* **Try it**
Copy out the listing below so that each line matches exactly.

Segment Start: Exercise material

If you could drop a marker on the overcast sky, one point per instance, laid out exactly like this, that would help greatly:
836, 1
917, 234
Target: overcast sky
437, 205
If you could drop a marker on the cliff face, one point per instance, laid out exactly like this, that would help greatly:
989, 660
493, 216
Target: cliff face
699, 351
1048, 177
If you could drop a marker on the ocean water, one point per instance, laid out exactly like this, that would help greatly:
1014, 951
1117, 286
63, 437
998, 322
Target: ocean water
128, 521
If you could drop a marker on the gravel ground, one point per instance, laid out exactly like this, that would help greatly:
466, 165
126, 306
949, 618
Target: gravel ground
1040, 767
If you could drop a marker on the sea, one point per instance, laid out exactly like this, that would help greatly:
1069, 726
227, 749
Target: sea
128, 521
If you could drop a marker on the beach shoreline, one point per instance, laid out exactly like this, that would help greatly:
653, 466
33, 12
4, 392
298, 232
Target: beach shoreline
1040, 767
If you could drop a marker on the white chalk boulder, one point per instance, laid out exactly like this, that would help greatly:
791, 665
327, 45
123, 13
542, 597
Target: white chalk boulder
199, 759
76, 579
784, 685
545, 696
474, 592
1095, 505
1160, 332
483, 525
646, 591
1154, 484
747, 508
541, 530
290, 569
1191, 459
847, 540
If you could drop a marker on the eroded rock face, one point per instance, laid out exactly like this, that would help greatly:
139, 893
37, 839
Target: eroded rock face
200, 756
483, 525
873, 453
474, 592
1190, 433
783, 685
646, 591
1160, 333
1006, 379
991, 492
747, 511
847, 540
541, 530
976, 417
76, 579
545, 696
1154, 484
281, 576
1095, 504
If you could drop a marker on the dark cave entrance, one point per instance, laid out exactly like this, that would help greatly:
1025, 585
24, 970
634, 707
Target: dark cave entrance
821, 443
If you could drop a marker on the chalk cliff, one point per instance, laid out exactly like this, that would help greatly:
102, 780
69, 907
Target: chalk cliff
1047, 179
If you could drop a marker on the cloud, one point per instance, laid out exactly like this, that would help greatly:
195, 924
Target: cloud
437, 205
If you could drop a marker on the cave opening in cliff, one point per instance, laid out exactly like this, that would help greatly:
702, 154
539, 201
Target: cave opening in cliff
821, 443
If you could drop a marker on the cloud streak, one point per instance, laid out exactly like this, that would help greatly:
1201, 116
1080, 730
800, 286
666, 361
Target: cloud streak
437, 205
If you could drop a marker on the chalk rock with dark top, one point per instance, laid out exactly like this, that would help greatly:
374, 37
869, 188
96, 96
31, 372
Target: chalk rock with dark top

Segment End: Exercise material

* **Reply**
If you could drop a marker on the overcast sky, one point per instance, laid out exactly like this, that would help greatly:
836, 1
917, 234
Target: overcast sky
437, 205
If you could drop a marker on the cliff face, one point per instance, laid out exactly like this, that would help greatly:
989, 660
493, 216
Target: cliff face
699, 351
1048, 177
If you could drop a marker on the ocean water, one point per instance, laid out exactly like this, that would help greatly:
1014, 951
1117, 286
63, 437
998, 322
Target: ocean water
128, 521
If you could drop a marker on the gravel ground, one point per instance, laid out exactly like this, that would help greatly:
466, 165
126, 306
949, 618
Target: gravel ground
1040, 767
If you could drop a marker on the sea, one point per instance, laid out exactly like this, that would help greatly:
1069, 726
227, 749
Target: sea
128, 521
If you could drop a marker on the beach shoreline, one point per instance, laid out exactly like this, that would help greatly:
653, 466
33, 12
4, 392
298, 232
Target: beach shoreline
1040, 767
If you could drop a marker on the white chalk boulder, one point per instance, laid out exactly like this, that would help greatly:
791, 665
327, 45
123, 13
542, 597
Target: white chalk boulder
199, 759
76, 579
784, 685
545, 696
474, 592
1095, 505
1160, 332
483, 525
646, 591
1154, 484
747, 508
541, 530
290, 569
1191, 459
847, 540
If you could drop a marker on the eroded rock face, one point per instance, laid out exactly like this, that would help greatly:
139, 893
37, 839
Target: eroded rock face
200, 756
483, 525
873, 453
474, 592
1190, 433
783, 685
646, 591
1160, 333
1006, 379
991, 492
747, 511
847, 540
541, 530
976, 417
76, 579
545, 696
1154, 484
281, 576
1095, 504
If you could drop a marker on the dark cave entrance, one point per instance, laid out exactly like this, that would help greatly:
1025, 585
24, 970
634, 707
Target: dark cave entrance
821, 443
If you could drop a marker on the chalk cliff, one point per instance, laid out exactly like this, that would help greatly:
102, 780
69, 907
Target: chalk cliff
1047, 179
If you could drop a marker on the cloud, one point per instance, laid out exactly like this, that would help greatly:
195, 924
Target: cloud
437, 205
If you could drop a marker on the cave opening in cliff, one point per instance, laid out exactly like this, that would help greatly:
702, 154
539, 201
Target: cave opening in cliff
821, 443
If you could drop a marker on the cloud streak, one point per instance, laid out exactly like this, that would help greatly:
1201, 116
1080, 730
800, 286
666, 361
Target: cloud streak
437, 205
If you could drop a marker on the chalk rock with dark top, one point per instance, laid out exactly like this, that would help greatly:
374, 37
869, 188
96, 96
31, 372
Target: chalk rock with dark top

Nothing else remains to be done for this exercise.